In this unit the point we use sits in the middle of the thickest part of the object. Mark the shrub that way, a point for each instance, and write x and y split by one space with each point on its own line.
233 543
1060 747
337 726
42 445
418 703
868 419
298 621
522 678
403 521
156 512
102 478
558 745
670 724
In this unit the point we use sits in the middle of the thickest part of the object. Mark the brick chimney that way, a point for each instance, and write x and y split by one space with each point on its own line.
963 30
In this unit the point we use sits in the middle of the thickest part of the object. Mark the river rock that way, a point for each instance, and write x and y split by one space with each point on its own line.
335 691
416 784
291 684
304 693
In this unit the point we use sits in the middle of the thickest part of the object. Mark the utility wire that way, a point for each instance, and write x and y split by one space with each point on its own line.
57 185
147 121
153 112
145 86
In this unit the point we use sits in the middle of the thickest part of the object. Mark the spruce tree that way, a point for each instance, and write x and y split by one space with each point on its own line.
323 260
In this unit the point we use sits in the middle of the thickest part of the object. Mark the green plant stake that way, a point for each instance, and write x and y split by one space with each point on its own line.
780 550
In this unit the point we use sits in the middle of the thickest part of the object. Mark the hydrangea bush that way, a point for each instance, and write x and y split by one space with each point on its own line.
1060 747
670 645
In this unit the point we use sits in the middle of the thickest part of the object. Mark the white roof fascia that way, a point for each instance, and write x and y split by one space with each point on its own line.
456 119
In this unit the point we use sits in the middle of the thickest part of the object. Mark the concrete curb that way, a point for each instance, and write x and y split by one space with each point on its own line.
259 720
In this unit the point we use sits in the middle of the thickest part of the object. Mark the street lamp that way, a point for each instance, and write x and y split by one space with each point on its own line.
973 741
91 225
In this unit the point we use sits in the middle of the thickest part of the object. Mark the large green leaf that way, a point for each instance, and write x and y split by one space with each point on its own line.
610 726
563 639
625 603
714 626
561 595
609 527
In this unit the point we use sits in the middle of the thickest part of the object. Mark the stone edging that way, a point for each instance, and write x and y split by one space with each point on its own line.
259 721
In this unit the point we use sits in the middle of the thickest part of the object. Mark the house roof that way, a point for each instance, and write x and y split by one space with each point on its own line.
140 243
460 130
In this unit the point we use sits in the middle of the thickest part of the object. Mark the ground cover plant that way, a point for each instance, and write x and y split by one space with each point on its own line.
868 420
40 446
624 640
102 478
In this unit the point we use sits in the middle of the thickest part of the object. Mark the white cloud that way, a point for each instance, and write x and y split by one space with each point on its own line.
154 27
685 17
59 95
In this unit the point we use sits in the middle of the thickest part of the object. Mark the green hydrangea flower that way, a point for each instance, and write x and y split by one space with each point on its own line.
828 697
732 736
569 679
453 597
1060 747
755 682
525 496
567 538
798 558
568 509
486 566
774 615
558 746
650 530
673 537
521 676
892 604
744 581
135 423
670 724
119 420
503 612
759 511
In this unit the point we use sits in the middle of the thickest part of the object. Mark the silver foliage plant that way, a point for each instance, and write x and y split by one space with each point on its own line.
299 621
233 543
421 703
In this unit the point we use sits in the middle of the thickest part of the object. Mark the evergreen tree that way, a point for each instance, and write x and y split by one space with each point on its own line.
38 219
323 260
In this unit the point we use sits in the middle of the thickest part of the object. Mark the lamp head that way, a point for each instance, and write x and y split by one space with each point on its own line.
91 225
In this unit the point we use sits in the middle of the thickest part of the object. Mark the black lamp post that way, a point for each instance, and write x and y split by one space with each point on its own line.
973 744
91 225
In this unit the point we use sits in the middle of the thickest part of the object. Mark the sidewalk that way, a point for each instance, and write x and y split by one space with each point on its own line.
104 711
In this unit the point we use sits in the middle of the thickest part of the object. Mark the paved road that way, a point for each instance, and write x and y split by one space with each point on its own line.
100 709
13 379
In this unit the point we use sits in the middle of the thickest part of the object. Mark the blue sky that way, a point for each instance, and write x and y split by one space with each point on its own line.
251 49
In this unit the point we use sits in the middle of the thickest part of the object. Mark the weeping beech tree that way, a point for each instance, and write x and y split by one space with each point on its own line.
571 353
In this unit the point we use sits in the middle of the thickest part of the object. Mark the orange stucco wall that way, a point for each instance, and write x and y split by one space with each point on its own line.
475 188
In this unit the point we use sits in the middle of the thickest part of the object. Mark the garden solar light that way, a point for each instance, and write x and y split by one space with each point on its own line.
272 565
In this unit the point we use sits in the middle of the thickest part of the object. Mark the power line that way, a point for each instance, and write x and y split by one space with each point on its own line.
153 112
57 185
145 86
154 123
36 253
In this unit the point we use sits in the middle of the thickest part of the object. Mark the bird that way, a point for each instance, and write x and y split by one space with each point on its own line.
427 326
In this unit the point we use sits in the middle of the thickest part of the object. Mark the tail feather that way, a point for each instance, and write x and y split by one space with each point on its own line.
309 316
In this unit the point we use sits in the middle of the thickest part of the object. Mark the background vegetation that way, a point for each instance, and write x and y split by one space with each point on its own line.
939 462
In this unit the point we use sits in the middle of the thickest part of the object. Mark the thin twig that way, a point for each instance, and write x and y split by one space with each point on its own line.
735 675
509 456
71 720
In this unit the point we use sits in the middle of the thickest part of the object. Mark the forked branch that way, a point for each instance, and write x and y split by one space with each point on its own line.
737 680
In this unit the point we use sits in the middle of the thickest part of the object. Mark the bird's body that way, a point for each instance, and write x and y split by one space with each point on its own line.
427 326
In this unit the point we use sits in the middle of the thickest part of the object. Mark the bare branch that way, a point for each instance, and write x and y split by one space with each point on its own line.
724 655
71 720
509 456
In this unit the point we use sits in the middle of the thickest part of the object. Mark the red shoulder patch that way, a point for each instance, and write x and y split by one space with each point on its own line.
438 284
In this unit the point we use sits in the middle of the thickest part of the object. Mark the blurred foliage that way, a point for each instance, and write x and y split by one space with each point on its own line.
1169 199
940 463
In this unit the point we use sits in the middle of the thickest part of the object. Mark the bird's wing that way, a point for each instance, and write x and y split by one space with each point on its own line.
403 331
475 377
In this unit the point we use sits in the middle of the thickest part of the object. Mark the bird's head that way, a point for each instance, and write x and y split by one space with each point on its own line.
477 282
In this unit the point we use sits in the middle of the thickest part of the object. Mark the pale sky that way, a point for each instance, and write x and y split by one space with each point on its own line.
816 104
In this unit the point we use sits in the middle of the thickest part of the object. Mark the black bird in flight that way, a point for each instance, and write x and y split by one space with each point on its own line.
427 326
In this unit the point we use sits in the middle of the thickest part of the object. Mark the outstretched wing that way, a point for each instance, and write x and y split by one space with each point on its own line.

________________

Copy out all of the material above word for word, with nothing changed.

In this unit the point we use sits in the middle of the thickest part of the object. Mark the shrub that way, a point for each instance, and write x and y split by one space with each point on its own line.
233 543
1060 747
337 726
42 445
418 703
868 419
298 621
522 678
403 521
156 512
102 478
558 745
670 724
In this unit the point we use sits in the middle of the thickest part of the object. Mark the brick chimney that way, a point for each instance, and write x and y split by one space with each point on its own line.
963 30
In this unit the point we use sits in the middle of the thickest part of the object. Mark the river rock that way, a point for each instance, and write x and y split by one space with each point on its own line.
335 691
416 784
291 684
304 693
In this unit the point we use sits in the middle of the thickest part of the object. Mark the utility wire that way, a point for each instance, and write x and y split by one space with each point on its own line.
57 185
147 121
153 112
145 86
In this unit the point we use sits in the middle of the thickest part of the object. Mark the spruce tree that way, a point for each instance, and write x and y split by one space with each point on its own line.
323 260
In this unit the point we use sits in the middle of the thickest part of the object. Mark the green plant stake that way, a point for each instance, and write x and y split by one space with each point on its own line.
780 550
In this unit the point we use sits in the middle of the thickest part of the object. Mark the hydrangea bush that way, a point for each instance, and write x and y split by one space with each point on its own line.
1060 747
670 645
In this unit the point we use sits in the middle of the thickest part of the object. Mark the white roof fascia that way, a point for each instance, and write x and y split by one space with each point on its own line.
456 119
In this unit the point we use sits in the middle of the thickest part of the object. Mark the concrete curb that way, a point for each instance, and write x and y split by one space with each point on its own line.
259 720
In this unit the point we use sits in the middle of the thickest part of the object. Mark the street lamp that way, a point for each instance, and write x and y split by one space with each point on its own line.
973 741
91 225
In this unit the point we use sits in the middle of the thickest part of the object. Mark the large green leaf that way, a point for each instance, and write x and y split by one space with each point on its own line.
610 726
563 639
625 603
714 626
561 595
609 527
In this unit the point we use sits in the middle of the thickest part of the object. Mark the stone edging that way, a point for each instance, and write x and y split by one space with each point on its own line.
259 721
In this unit the point we use sits in the middle of the thickest part of the object. Mark the house roof that way, a point for each instance, and write x and y split by one space with each point on its own line.
140 243
460 130
In this unit the point we use sits in the middle of the thickest part of the object. Mark the ground cover plant that way, a point for each instance, and write x and y split by one space with each point on its own line.
868 420
40 446
624 640
102 478
In this unit the point we use sits in the middle of the thickest part of the object. Mark the white cloud that way, a point for each instance, and write x and y split by one space with each point on its own line.
154 27
685 17
59 95
In this unit the point we use sits in the middle of the thickest part of the object. Mark the green hydrangea flower that way, a point for each instance, and write x and y split by one space with each point on its own line.
828 697
732 736
569 679
453 597
1060 747
755 682
525 496
567 538
798 558
568 509
486 566
774 615
558 746
650 530
673 537
521 676
892 604
744 581
135 423
670 724
119 420
503 612
759 511
In this unit the point we use sits in the middle of the thickest part of the object. Mark the silver foliage plant that way, a point for each instance, and write x and y split by one space with each point on its own line.
299 621
233 543
421 703
In this unit the point we use sits in the middle of the thickest part of the object. Mark the evergreen tree that way, a point for each instance, and write x and y split by one space with each point on its own line.
38 219
323 260
In this unit the point we use sits in the middle of the thickest part of the object. Mark the lamp head that way, a point for each instance, and write x and y split by one space with each point on its own line.
91 225
In this unit the point we use sits in the middle of the thickest part of the object. Mark the black lamp post that way, a point for each instance, and write x and y split by one space with each point on its own line.
973 744
91 225
In this unit the point we use sits in the middle of the thickest part of the object. Mark the sidewalk that way, a point for each instance, and write x and y split by one space with each point on its own line.
104 711
In this unit the point we use sits in the middle of the thickest part of the object. Mark the paved road that way, a point for each instance, and write x and y split by one space with each point on its own line.
100 709
13 379
In this unit the point we use sits in the middle of the thickest part of the object. Mark the blue sky that way, a point for each instance, and write x and y split by one space with each point on its own line.
251 49
In this unit the point we use sits in the middle of the thickest part of the object. Mark the weeping beech tree that way, a point for each instance, and write x and y split by one space with each point on its own line.
571 353
In this unit the point we use sits in the middle of the thickest part of the object. Mark the orange stucco wall that way, a point for each instance, and write x and y split by one space with each point on its own line.
475 188
In this unit the point we use sits in the middle of the thickest part of the object. Mark the garden solar light that way, a point for each instance, and write x and y split by one space with each point on its own line.
272 565
In this unit the point we use sits in the middle of the thickest part of the object. Mark the power line that way, a point for each instance, and write x and y split by one space with each point on its own line.
153 112
57 185
145 86
154 123
36 253
In this unit the point we use sits in the middle of the thickest part of the object. Mark the bird that way, a point for each instance, and write x and y split by one space with each point on its own line.
427 326
In this unit the point we use sits in the middle of the thickest part of the object. Mark the tail feather that way, a point for each instance, and write x and y split by one space with each point on its own line.
309 316
In this unit the point we use sits in the middle of the thickest part of the object. Mark the background vegetation that way, a point for each instance, and write x and y split by one space with each point on its own line.
939 462
In this unit the point we use sits in the middle of the thickest part of the object. Mark the thin twig that way, a point for each instance, and write x and y split by one space with each point on its own line.
735 675
509 456
71 720
In this unit the point we use sits in the middle of the thickest part of the object. Mark the forked branch that way, a point for each instance, and write x and y split by one space with each point on its own line.
737 680
In this unit the point we use sits in the middle of the thickest part of the object. Mark the bird's body that way, a point for each instance, and write x and y split by one space with each point on its own line.
427 326
In this unit the point we use sits in the middle of the thickest part of the object. Mark the bare branch that way, a point for each instance, and write x and y split by one space with each point on its own line.
724 655
71 720
509 456
In this unit the point we use sits in the middle of the thickest part of the object. Mark the red shoulder patch that way, a point for each instance, and write x and y split by one space with each point on its own line.
438 284
In this unit the point we use sits in the middle of the thickest part of the object. Mark the blurred foliage that way, a point for each instance, and write x and y split by one space with each point on its own line.
1169 199
940 463
In this unit the point we use sits in the middle of the thickest part of the object. Mark the bird's wing that way, a point for each instance, and write x and y split by one space with each point on its own line.
403 331
475 377
In this unit the point we use sits in the middle of the thickest part of the object. Mark the bird's head that way, a point for each instance, and write x and y split by one space with each point on its own line.
477 282
In this unit the point we use sits in the middle of the thickest part of the object. Mark the pale sky that way, a point for each instance, and write x and y split by one space with each point on its own line.
816 104
In this unit the point we use sits in the middle of the thickest part of the object. Mark the black bird in flight that way, a point for each instance, and write x and y split by one space with each point on its own line.
427 326
In this unit the point we use sits in the middle of the thickest part of the object. Mark the outstretched wing that way, a point for each instance, and write x and y split by one space with each point on its own line.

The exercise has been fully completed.